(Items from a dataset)
## start

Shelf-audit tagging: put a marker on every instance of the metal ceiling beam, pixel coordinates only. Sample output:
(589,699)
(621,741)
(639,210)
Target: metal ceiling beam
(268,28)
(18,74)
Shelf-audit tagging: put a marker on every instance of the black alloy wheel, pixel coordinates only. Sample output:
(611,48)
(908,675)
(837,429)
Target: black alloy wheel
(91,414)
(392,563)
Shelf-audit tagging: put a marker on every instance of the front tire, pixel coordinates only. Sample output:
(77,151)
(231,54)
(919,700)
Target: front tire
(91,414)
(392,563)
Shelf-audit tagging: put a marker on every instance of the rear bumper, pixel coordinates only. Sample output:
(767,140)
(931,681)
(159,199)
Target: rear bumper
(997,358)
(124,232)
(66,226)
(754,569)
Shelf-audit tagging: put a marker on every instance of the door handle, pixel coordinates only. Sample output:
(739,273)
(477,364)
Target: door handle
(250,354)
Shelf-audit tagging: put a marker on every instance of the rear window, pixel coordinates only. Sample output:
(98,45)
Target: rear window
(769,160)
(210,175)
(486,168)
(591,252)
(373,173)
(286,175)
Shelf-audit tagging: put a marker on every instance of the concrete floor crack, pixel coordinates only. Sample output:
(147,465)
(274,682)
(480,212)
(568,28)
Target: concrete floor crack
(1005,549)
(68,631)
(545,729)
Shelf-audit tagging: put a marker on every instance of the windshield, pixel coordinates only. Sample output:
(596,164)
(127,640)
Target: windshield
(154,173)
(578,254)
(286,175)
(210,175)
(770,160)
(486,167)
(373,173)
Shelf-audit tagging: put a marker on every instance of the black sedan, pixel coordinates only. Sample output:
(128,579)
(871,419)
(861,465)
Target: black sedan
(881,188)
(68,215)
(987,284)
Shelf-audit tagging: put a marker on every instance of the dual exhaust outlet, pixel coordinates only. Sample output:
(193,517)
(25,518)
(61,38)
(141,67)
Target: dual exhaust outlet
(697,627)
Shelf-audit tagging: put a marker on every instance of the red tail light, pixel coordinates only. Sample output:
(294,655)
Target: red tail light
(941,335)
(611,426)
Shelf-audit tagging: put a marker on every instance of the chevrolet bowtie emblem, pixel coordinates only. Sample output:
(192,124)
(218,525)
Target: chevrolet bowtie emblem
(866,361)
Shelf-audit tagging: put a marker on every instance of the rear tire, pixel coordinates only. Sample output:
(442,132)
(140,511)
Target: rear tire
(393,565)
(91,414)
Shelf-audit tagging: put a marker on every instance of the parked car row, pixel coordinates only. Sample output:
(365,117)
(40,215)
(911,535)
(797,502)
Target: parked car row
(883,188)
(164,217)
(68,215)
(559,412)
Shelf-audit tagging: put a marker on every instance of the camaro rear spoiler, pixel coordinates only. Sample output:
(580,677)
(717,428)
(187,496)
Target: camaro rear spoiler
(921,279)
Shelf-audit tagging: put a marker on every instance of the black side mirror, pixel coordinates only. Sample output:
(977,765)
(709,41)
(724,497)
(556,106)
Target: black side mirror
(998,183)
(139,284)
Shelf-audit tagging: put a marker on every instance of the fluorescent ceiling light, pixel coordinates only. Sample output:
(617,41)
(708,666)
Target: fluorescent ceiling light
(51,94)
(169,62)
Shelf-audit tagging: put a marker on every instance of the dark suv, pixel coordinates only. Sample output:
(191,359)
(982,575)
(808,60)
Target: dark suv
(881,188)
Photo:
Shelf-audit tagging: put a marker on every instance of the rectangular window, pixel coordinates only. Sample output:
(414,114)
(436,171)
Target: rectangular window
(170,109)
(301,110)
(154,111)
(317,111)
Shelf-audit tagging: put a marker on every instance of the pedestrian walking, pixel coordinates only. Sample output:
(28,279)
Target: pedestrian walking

## end

- _Problem requirements_
Copy out the records again from the line that contains "of the parked" through the end of the records, requests included, and offset every coordinate in the answers by adding 60 to each number. Leave the requests and their sample coordinates unchanged.

- _The response_
Shelf-audit tagging: put a marker on every instance of the parked car row, pixel coordinates only. Sample output:
(365,117)
(40,215)
(911,535)
(797,502)
Target: parked car row
(943,248)
(224,277)
(128,275)
(619,472)
Shelf-audit tagging: put a marker on every instance of the camaro rear spoiler, pixel coordinates only. Sample output:
(580,677)
(717,428)
(187,496)
Target: camaro rear spoiler
(981,339)
Shelf-audit tagging: put a marker on every instance of the black side mirror, pixel coordinates only. Sample output:
(977,765)
(709,41)
(724,497)
(556,106)
Target: black side mirror
(1058,243)
(199,344)
Shelf-audit tagging: put a marker on every instance of the fluorescent ceiling light, pixel coordinates only. Sample output:
(617,41)
(708,666)
Target: fluorescent ceiling light
(111,154)
(229,122)
Shelf-audit tagging: put a marker on every instance of the dark suv, pixel coordinates only. Sample output:
(191,359)
(982,575)
(808,60)
Target: dark suv
(941,248)
Photo:
Shelf-audit tagging: put a marker on every instance of the rectangular window, pixel coordinates only. Sample output:
(414,114)
(436,171)
Target: rectangular window
(230,169)
(361,170)
(214,171)
(377,171)
Shelf-audit tagging: put a marker on every instance of the pedestrian walking, pixel coordinates only. Sample output:
(28,279)
Target: pedestrian walking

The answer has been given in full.